- **Activity list**:
A – In the profile of Sam Snell below, who facilitated the ED-focused tabletop series?
B – Summarize the profile of Sam Snell below in two sentences.
C – Write the next part of the profile of Sam Snell below, picking up after its final sentence.

- **Document extract**:

──────

From “wide-eyed and clueless” to “teach the why”

If you’ve ever wondered what happens when you combine emergency nursing energy with so much curiosity to learn that a credential list ends up looking like ineffective wayfinding signage—you’ll enjoy getting to know Sam Snell. 


Sam currently leads quality, safety, regulatory, and clinical effectiveness strategies across Stanford Health Care’s Emergency Services region, where the pace is fast, the stakes are high, and “workarounds” have a way of appearing the second a workflow doesn’t match reality.

In other words, Sam works in a setting that functions as the ultimate truth serum for healthcare design: if a process or a physical layout doesn’t hold up at 2:00 a.m. on a busy weekend, the ED will let you know. Immediately

Sam Snell, Stanford Health Emergency Services

Sam’s first real exposure to healthcare design didn’t start with blueprints or finish selections. It started where many of us probably did as nurses, right where the meaningful design lessons come to life: transition and activation. 

While working with local transition and activation teams for new ambulatory spaces in Cleveland, Sam describes himself as “wide eyed and clueless.” Because the truth is, most of us don’t walk into our first activation project thinking, “I can’t wait to debate storage locations and door swings.” We walk in thinking, “Wait… who decided this goes here?” 


After relocating to California, Sam’s “aha” moment came during a full hospital platform effort, learning from YellowBrick’s team coordinating transition and activation. What stood out wasn’t just the refined logistics—it was the approach. 

Sam still remembers the facilitators of an ED-focused tabletop series who shaped that experience: Kathy Stevenson, Kelly Guzman, and Ann Ahmadi. Their impact wasn’t about directing a checklist; it was about building understanding.

──────

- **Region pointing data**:

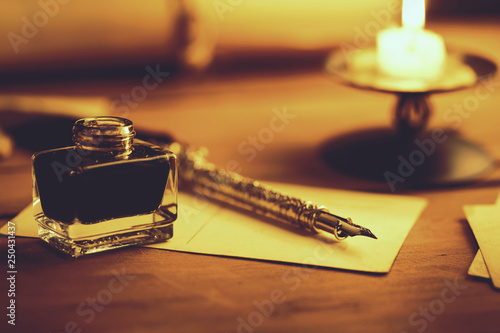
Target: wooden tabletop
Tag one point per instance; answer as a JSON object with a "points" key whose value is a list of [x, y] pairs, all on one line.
{"points": [[148, 290]]}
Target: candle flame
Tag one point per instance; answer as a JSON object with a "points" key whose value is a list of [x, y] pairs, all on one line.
{"points": [[414, 14]]}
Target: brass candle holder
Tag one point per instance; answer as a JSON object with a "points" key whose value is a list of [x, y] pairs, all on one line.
{"points": [[409, 153]]}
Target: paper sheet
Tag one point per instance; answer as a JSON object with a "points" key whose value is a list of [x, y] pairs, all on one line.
{"points": [[484, 221], [208, 228]]}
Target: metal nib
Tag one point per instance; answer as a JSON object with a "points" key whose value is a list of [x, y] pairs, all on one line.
{"points": [[341, 227], [368, 233]]}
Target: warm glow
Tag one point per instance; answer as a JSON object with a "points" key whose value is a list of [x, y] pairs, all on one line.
{"points": [[414, 14]]}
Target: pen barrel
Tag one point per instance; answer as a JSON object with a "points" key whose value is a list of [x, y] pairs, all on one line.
{"points": [[207, 180]]}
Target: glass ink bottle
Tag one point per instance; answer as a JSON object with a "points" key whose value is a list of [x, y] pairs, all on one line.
{"points": [[105, 192]]}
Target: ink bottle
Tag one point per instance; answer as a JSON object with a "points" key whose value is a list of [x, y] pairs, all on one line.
{"points": [[105, 192]]}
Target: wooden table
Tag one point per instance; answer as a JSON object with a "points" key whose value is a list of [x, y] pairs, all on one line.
{"points": [[164, 291]]}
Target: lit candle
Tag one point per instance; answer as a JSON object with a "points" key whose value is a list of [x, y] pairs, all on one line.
{"points": [[411, 52]]}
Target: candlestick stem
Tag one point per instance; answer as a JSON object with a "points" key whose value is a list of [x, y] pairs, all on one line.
{"points": [[412, 113]]}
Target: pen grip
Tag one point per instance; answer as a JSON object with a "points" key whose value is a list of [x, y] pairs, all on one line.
{"points": [[213, 182]]}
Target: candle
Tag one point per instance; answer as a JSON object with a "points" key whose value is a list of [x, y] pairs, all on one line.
{"points": [[410, 51]]}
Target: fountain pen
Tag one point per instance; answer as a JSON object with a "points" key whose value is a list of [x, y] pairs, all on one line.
{"points": [[207, 180]]}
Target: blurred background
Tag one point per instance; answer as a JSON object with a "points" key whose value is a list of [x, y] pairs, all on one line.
{"points": [[100, 51], [72, 35]]}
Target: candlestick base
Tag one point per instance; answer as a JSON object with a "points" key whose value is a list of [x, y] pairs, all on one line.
{"points": [[408, 154]]}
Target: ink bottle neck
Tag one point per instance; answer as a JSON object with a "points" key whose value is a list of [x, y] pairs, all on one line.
{"points": [[104, 135]]}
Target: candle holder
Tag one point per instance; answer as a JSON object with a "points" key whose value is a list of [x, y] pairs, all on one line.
{"points": [[409, 154]]}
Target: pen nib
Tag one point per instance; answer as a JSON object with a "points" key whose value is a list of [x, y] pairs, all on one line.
{"points": [[368, 233]]}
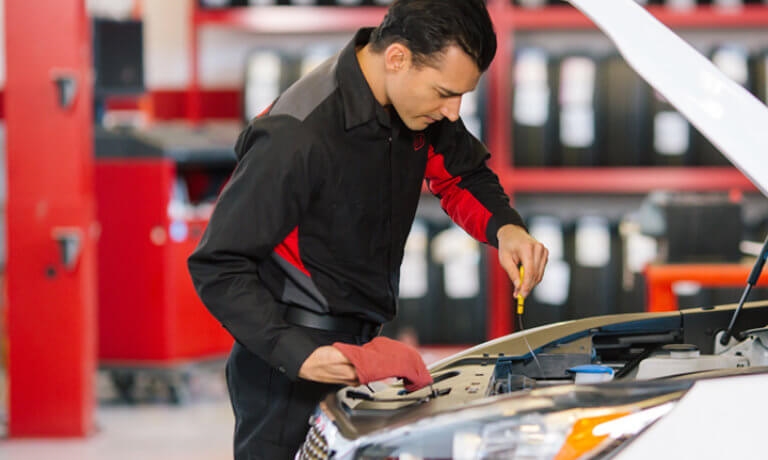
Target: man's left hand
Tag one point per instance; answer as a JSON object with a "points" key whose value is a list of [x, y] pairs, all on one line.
{"points": [[517, 247]]}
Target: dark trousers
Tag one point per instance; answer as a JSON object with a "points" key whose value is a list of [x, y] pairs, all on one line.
{"points": [[271, 411]]}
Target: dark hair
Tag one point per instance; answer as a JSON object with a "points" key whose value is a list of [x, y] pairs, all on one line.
{"points": [[428, 27]]}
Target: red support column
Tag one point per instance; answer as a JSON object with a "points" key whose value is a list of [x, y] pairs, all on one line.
{"points": [[51, 228], [499, 143]]}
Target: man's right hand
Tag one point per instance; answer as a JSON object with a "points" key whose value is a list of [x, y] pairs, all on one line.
{"points": [[382, 358], [329, 365]]}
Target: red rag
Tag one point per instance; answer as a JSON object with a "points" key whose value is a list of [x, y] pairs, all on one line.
{"points": [[383, 358]]}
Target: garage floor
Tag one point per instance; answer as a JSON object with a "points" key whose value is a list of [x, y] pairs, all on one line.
{"points": [[151, 429]]}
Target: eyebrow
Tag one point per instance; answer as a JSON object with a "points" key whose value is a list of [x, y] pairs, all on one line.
{"points": [[447, 92]]}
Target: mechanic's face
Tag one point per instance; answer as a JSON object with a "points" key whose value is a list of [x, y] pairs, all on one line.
{"points": [[422, 95]]}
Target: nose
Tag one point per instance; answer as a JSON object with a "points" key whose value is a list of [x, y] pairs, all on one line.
{"points": [[451, 108]]}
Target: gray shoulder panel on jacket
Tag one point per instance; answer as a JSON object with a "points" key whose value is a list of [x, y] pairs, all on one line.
{"points": [[301, 98]]}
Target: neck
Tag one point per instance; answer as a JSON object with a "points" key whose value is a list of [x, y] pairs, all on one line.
{"points": [[372, 66]]}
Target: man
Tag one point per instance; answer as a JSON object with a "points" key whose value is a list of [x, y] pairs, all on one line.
{"points": [[300, 260]]}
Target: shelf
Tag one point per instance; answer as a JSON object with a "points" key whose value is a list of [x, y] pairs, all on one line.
{"points": [[292, 19], [566, 17], [624, 180]]}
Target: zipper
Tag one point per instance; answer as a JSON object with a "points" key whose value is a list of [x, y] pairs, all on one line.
{"points": [[390, 278]]}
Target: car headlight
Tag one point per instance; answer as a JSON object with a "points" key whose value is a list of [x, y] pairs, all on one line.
{"points": [[563, 435]]}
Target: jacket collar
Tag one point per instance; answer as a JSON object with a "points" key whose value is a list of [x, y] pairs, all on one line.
{"points": [[360, 106]]}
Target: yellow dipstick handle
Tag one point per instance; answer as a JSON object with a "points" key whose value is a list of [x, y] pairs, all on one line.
{"points": [[521, 299]]}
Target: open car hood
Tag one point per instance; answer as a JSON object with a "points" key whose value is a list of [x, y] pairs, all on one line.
{"points": [[723, 111]]}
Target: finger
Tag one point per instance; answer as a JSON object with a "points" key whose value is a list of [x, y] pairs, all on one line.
{"points": [[543, 263], [510, 263]]}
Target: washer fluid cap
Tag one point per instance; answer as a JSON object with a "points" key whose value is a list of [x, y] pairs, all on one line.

──────

- **Answers for this exercise**:
A – Kathy Stevenson, Kelly Guzman, and Ann Ahmadi.

B – Sam Snell leads quality, safety, regulatory, and clinical effectiveness strategies across Stanford Health Care's Emergency Services region, and his first exposure to healthcare design came through transition and activation work on new ambulatory spaces in Cleveland. After relocating to California, he had his "aha" moment during a full hospital platform effort with YellowBrick's team, where the facilitators of an ED-focused tabletop series focused on building understanding rather than directing a checklist.

C –
As Sam puts it, they had a “genuine desire to ‘teach the why’ rather than ‘dictate the task.’” That distinction lit a spark—because once you start seeing why spaces work (or don’t), you start noticing everything: flow, handoffs, visibility, safety risks, the places families gather, the moments privacy is needed, and the subtle barriers that create friction for staff. 

Those experiences—and the curiosity that followed—ultimately led Sam to join NIHD, where nursing insight and design strategy meet in the middle and become something better than either could be alone. 


Why NIHD matters to Sam.

For Sam, NIHD is a home for the kind of interdisciplinary thinking healthcare needs more of—especially when it comes to bridging design intent and operational reality. 

He joined because he values environments built with purpose: spaces that support safety, dignity, clarity, and calm—without forgetting that clinicians are doing complex work under pressure.

The goal isn’t just a beautiful space; it’s a space that performs from every perspective. 

Sam Snell, Stanford Health, Pediatric Emergency

And if you ever want to see Sam light up, ask him about the moment a team stops debating preferences and starts aligning around principles—the “why” that makes decisions stick.